*What the task asks:* Rewrite the entries from the very first line through the line containing "Trace the outline", swapping "even-odd fill" for "nonzero fill" and leaving everything else as it is.

*Data to use:*
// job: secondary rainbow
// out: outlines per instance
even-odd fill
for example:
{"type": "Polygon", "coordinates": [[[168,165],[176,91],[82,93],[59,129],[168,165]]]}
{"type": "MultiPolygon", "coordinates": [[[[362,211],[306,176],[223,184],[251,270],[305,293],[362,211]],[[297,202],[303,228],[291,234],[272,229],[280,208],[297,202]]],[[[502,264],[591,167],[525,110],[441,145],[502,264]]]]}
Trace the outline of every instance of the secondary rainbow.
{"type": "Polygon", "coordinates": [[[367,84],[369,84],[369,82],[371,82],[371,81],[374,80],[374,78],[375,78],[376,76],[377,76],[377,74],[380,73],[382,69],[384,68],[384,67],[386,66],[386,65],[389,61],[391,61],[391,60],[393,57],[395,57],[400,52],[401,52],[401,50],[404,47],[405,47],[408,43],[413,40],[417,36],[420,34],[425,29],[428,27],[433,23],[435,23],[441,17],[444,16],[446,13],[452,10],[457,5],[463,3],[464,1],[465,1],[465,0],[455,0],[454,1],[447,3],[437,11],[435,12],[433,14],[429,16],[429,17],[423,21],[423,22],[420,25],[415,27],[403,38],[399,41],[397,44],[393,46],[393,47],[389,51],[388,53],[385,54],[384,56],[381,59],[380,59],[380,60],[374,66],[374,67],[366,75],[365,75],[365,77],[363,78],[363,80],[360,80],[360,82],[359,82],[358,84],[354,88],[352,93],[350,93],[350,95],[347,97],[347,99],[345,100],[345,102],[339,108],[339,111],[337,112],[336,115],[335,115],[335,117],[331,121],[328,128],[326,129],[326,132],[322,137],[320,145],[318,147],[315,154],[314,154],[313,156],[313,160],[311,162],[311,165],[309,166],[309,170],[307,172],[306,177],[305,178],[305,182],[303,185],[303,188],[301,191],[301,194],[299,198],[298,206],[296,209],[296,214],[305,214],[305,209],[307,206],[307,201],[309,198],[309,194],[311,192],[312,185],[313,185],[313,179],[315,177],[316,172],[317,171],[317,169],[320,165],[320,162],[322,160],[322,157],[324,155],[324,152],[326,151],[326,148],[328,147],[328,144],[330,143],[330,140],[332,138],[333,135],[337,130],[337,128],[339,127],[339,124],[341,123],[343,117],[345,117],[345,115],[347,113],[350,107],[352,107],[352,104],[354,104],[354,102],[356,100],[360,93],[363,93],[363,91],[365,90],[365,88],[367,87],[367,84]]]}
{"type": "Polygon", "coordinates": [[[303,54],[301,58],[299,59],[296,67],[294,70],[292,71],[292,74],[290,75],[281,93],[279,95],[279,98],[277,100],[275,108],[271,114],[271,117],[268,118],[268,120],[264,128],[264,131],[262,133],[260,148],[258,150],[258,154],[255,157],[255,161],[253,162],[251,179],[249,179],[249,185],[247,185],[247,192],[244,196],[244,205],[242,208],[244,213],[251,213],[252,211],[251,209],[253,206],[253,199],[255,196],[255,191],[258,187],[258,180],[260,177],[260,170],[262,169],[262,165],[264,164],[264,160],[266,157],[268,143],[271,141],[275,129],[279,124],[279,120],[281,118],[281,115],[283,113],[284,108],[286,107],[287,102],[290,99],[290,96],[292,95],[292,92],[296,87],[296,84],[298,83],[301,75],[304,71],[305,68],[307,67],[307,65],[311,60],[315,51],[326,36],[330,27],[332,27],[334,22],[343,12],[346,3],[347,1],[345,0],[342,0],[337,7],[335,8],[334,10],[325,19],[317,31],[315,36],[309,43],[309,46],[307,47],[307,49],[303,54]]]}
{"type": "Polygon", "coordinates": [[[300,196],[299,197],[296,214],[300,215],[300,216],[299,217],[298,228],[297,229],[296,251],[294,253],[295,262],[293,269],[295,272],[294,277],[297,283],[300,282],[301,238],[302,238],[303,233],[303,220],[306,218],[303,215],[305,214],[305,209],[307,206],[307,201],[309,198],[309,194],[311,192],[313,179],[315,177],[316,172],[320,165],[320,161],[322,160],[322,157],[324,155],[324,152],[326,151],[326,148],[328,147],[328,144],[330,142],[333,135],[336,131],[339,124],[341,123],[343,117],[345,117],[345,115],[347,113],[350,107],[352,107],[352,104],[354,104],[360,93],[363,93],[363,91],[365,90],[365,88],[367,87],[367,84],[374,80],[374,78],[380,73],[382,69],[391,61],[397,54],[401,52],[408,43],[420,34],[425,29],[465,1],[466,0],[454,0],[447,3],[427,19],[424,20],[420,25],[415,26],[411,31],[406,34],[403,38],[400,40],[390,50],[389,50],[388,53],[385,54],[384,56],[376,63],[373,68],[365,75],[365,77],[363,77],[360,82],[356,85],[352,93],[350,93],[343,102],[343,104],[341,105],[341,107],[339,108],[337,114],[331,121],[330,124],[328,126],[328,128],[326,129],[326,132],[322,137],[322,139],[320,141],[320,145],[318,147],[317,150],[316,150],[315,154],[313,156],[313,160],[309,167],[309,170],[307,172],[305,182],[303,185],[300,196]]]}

*Result of the exercise:*
// job: secondary rainbow
// out: outlines per instance
nonzero fill
for example:
{"type": "Polygon", "coordinates": [[[168,165],[176,91],[82,93],[59,129],[168,165]]]}
{"type": "MultiPolygon", "coordinates": [[[[362,211],[306,176],[223,184],[251,270],[305,293],[362,211]],[[297,202],[303,228],[291,234],[272,229],[280,208],[297,202]]],[[[502,264],[591,167],[525,110],[441,145],[502,264]]]]}
Trace the outline of every instance of the secondary rainbow.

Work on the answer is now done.